**RAW RECORDS**
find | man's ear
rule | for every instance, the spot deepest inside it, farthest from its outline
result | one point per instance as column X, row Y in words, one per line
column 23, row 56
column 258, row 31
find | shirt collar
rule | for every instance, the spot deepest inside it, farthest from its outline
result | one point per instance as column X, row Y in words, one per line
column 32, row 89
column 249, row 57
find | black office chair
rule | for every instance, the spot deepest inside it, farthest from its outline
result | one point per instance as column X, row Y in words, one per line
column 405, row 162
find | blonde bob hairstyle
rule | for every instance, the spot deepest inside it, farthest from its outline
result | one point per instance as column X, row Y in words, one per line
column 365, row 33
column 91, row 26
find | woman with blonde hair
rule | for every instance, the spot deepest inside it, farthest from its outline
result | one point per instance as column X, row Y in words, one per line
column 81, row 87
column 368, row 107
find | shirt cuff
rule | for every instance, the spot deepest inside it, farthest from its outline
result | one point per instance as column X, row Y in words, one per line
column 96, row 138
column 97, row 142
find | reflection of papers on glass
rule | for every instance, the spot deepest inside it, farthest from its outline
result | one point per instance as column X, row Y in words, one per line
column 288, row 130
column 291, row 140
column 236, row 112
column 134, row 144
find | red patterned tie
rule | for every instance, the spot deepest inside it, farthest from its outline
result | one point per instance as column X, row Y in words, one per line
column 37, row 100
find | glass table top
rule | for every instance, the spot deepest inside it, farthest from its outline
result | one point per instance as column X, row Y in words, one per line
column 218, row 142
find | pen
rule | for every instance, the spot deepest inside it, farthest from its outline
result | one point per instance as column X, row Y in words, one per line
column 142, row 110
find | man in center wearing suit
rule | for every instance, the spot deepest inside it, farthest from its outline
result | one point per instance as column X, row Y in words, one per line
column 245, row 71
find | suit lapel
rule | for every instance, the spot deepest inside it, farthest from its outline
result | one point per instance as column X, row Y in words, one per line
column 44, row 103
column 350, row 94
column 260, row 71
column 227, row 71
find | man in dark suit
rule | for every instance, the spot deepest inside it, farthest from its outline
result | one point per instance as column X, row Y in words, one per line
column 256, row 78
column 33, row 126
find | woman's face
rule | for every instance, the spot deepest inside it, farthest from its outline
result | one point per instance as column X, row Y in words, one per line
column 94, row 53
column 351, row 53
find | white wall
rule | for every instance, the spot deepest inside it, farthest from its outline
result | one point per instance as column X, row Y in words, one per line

**TASK GOAL**
Rewrite all of the items above, swapping "deepest" for "innermost" wherever it occurs and changing nothing else.

**RESULT OF THE TASK**
find | man's ear
rule | for every instance, the spot innermost inside it, farthest from its outline
result | one point per instance as column X, row Y in words, one per line
column 23, row 56
column 258, row 31
find | shirt collar
rule | for every instance, the spot innermost inside it, farthest from its outline
result | one point per instance as column X, row Y in words, one per line
column 32, row 89
column 249, row 57
find | black office chair
rule | for every instance, the spot innermost inside it, farthest from its outline
result | one point per instance as column X, row Y in words, one per line
column 405, row 162
find | blonde bob hairstyle
rule | for every instance, the spot innermost inside it, farthest from its outline
result | one point per instance as column X, row Y in words, one per line
column 365, row 33
column 91, row 26
find | woman with blonde hair
rule | for every instance, the spot innermost inside it, farthest from its outline
result | one point per instance as column X, row Y in words, one per line
column 81, row 87
column 368, row 107
find | shirt cuff
rule | for every instance, the spot innermost inside it, farthest from its outline
result | one point per instance as column X, row Y in words, one per line
column 96, row 138
column 97, row 142
find | reflection of papers on glass
rule | for every instance, the spot innermost inside it, farthest from its outline
result | one point per instance as column X, row Y in words, one per line
column 288, row 130
column 291, row 140
column 236, row 112
column 134, row 144
find | red patterned tie
rule | for every instance, the spot innermost inside it, farthest from its outline
result | one point per instance as column X, row Y in words, one per line
column 37, row 100
find | glass table top
rule | for every instance, the spot innermost inside it, farthest from its outline
result | one point per instance as column X, row Y in words, one per line
column 218, row 142
find | pen
rule | for every instance, the spot innermost inside it, farthest from its outline
result | one point per instance as column X, row Y in words, one per line
column 142, row 110
find | man in center wearing suit
rule | for every instance, the spot innermost inside it, farthest from its outline
result | one point per instance as column X, row Y in words, one per line
column 245, row 71
find | suit lapel
rule | for every instance, the spot innermost inside it, farthest from its outline
result | one point per instance as column X, row Y in words, one per line
column 44, row 103
column 350, row 94
column 260, row 71
column 227, row 71
find | man in dark suit
rule | for every instance, the spot innermost inside it, farthest from its outline
result | one point per instance as column X, row Y in words, one per line
column 256, row 78
column 33, row 126
find | woman's face
rule | for every instance, the spot innermost inside it, farthest from its outline
result | one point per instance as column X, row Y in words, one per line
column 94, row 53
column 351, row 53
find | white wall
rule | for every instance, the spot innermost inside it, farthest from its outline
result | one point per instance as column X, row Y in words, one per line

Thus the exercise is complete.